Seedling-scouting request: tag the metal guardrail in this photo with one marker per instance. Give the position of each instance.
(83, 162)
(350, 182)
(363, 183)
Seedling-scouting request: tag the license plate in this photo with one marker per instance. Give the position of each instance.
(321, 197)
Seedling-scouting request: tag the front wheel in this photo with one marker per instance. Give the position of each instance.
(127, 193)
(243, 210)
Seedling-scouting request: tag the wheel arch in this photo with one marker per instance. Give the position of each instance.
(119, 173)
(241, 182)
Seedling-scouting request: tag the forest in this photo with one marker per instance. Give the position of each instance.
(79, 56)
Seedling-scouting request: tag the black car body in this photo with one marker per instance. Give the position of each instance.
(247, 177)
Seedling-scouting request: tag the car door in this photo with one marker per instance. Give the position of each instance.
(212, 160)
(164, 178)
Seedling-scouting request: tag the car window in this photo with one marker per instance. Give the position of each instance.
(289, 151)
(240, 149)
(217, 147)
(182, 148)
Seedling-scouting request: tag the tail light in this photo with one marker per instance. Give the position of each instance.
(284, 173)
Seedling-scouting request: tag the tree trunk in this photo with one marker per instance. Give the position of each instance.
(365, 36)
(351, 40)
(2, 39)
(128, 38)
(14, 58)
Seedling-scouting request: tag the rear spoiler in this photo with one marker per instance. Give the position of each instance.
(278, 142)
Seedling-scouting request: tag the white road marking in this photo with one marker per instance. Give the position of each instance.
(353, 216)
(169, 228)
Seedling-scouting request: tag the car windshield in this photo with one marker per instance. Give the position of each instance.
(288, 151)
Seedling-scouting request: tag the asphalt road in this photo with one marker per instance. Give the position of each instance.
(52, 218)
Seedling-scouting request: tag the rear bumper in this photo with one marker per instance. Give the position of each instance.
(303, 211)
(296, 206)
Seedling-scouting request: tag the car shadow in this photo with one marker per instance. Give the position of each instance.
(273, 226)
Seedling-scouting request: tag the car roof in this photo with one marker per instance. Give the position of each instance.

■ **Exercise instructions**
Present only the part of the listing that starts with the line containing "Seedling-scouting request: tag the car door", including that line, and runs through the end of the listing as a numbered list, omitting any blank lines.

■ **Answer to this task**
1. Seedling-scouting request: tag the car door in this photo with one marker per instance. Give the position of each instance.
2. (212, 160)
3. (164, 178)
4. Seedling-scouting request: tag the car window in this photo with one marker per instance. Give the position of each instance.
5. (289, 151)
6. (240, 149)
7. (217, 147)
8. (182, 148)
9. Seedling-scouting request: tag the tail light in this photo with one marker per instance. Give the position of each instance.
10. (284, 173)
11. Seedling-scouting request: tag the tree trunk in this photo with one marker per instance. Give the position of each instance.
12. (365, 36)
13. (351, 40)
14. (2, 39)
15. (128, 38)
16. (14, 58)
17. Seedling-scouting request: tag the rear spoiler in this photo with one marker per instance. Give the position of each instance.
18. (278, 142)
19. Seedling-scouting request: tag the white road marking in this photo with one marker per instance. Give the position of each instance.
20. (353, 216)
21. (169, 228)
22. Seedling-scouting request: tag the car windshield in this photo with one marker per instance. Give the position of each instance.
23. (288, 151)
24. Seedling-scouting request: tag the asphalt road in this photo with one marker per instance. Give the position of each instance.
25. (52, 218)
26. Seedling-scouting request: tag the rear bumper in this photo with one marker per instance. Give the position of each instance.
27. (303, 211)
28. (296, 206)
29. Seedling-scouting request: tag the car shadow in this photo with one marker per instance. Give the position of each instance.
30. (273, 226)
31. Seedling-scouting request: tag the car roof in this photo with one marker per instance. Give the position of each instance.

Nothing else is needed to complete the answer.